__PROBLEM TO WORK ON__
Render the data from its first line through the line containing "Target: outstretched hand", both included, as a Markdown table with the columns Row and Line, numbering each row and skipping blank lines.

BEGIN DATASET CONTENT

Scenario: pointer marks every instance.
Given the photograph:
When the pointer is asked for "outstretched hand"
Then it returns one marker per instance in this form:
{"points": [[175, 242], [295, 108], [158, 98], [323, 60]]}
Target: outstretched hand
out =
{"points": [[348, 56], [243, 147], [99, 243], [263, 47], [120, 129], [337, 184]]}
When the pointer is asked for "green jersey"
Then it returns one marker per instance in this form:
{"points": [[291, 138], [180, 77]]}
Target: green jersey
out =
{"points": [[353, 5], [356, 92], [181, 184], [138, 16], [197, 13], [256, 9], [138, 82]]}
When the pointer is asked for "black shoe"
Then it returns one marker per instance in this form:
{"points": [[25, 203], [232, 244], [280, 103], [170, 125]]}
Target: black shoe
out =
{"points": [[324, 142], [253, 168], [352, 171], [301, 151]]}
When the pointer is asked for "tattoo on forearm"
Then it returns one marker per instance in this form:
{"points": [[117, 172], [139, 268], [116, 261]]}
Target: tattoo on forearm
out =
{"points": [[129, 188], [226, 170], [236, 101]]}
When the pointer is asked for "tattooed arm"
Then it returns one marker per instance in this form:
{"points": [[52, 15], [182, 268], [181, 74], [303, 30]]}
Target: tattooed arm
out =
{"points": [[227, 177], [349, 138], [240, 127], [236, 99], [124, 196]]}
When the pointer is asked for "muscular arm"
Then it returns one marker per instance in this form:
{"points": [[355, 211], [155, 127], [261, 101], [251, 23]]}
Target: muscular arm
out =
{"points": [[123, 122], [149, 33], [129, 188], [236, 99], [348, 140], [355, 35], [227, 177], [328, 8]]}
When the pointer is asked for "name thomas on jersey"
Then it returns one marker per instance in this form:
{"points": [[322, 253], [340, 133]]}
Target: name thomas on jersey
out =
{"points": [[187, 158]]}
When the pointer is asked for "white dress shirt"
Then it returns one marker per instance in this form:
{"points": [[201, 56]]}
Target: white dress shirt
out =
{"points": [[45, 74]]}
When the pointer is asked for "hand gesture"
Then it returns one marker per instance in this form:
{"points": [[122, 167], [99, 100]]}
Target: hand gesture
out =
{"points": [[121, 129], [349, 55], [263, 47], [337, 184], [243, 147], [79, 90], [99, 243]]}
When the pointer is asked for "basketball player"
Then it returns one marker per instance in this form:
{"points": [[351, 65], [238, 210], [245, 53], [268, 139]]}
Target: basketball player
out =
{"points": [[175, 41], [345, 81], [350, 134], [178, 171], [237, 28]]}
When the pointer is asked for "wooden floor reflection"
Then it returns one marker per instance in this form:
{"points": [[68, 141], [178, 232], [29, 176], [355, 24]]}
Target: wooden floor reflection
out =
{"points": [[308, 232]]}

END DATASET CONTENT

__RESPONSE BELOW__
| Row | Line |
|---|---|
| 1 | Scenario: pointer marks every instance. |
| 2 | Given the photograph: |
| 3 | When the pointer is asked for "outstretched hand" |
| 4 | Then it returns one marker per instance in this form: |
| 5 | {"points": [[175, 242], [295, 108], [158, 98], [323, 60]]} |
| 6 | Target: outstretched hand |